Rainforests and Barbecues

Dad Shirley wasn't feeling too hot on Tuesday so we canned Mooloolaba.

We thought about going to Nudgee Beach in the morning then Maiala in the afternoon, but the tides weren't right so we switched around, then canned the beach anyway as we didn't feel it would come up to the exacting touristic standards our visitors might expect, and opted for a barbie down in the city by the river under Story Bridge.

The rainforest seemed to go down pretty well, as it's kind of a unique experience with an atmosphere you don't get in too many places what with the huge trees and gentle calm punctuated by exotic bird calls and a subtle all-pervasive insect buzz coming from some mystery direction.

We walked all the way down to a waterfall, which was actually a-trickling a little bit, surprisingly. I looked after Eloise so we were trailing behind most of the way but we had quite a jolly time.

Then we stopped off at a nice little restaurant in Mount Glorious and had a light lunch thingy on their veranda. A veranda incidentally which offers views down across the D'Aguilar Mountains and the Samford Valley across to Strathpine and Sandgate on Moreton Bay with Moreton Island in the distance.

Nicole's special barbecued kebabs were consumed with relish across the river from the gleaming towers as the sun went down underneath Story Bridge.

On Wednesday morning we took Eloise swimming, I in the pool with the little tinker, the others sipping coffee on the edge. She did quite well, but is developing a distressing reluctance to jump into the water. Instead she employs a safety-conscious turn around and climb gently into the water tactic unless her hands are being held. We'll have to work on that.

◆ ◆ ◆

# TASK 1
In the post about rainforests and barbecues:
(a) Why was Mooloolaba canned on Tuesday?
(b) Where was the light lunch eaten?
(c) What did the walk lead down to?
# TASK 2
Rewrite the rainforest and barbecue post from "We walked all" to "underneath Story Bridge.", changing "veranda" to "porch".
# TASK 3
Which places does the rainforest and barbecue post name as part of the view from the restaurant veranda?

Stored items
◆ ◆ ◆

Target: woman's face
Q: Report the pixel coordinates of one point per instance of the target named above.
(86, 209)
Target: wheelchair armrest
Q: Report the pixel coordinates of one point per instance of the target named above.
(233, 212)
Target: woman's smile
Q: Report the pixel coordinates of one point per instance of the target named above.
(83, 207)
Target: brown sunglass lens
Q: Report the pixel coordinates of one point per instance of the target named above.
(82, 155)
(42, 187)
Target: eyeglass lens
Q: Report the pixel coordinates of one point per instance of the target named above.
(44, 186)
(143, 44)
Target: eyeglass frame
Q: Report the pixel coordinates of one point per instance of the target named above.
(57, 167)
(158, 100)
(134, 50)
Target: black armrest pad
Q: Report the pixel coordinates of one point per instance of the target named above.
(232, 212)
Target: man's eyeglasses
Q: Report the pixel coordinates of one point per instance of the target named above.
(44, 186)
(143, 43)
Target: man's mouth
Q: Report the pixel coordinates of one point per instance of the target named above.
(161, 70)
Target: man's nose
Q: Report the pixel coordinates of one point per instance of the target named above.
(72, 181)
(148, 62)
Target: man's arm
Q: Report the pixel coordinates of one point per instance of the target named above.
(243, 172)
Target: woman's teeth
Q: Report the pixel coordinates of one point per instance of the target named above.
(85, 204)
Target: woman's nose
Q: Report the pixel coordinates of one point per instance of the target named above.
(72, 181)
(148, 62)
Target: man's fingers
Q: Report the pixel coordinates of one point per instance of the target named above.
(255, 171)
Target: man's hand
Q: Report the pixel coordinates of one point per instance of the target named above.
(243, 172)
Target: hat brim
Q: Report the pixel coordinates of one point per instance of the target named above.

◆ ◆ ◆

# ANSWER SPACE 1
(a) Dad Shirley wasn't feeling too hot.
(b) On the veranda of a nice little restaurant in Mount Glorious.
(c) A waterfall.

# ANSWER SPACE 2
We walked all the way down to a waterfall, which was actually a-trickling a little bit, surprisingly. I looked after Eloise so we were trailing behind most of the way but we had quite a jolly time.

Then we stopped off at a nice little restaurant in Mount Glorious and had a light lunch thingy on their porch. A porch incidentally which offers views down across the D'Aguilar Mountains and the Samford Valley across to Strathpine and Sandgate on Moreton Bay with Moreton Island in the distance.

Nicole's special barbecued kebabs were consumed with relish across the river from the gleaming towers as the sun went down underneath Story Bridge.

# ANSWER SPACE 3
D'Aguilar Mountains
Samford Valley
Strathpine
Sandgate
Moreton Bay
Moreton Island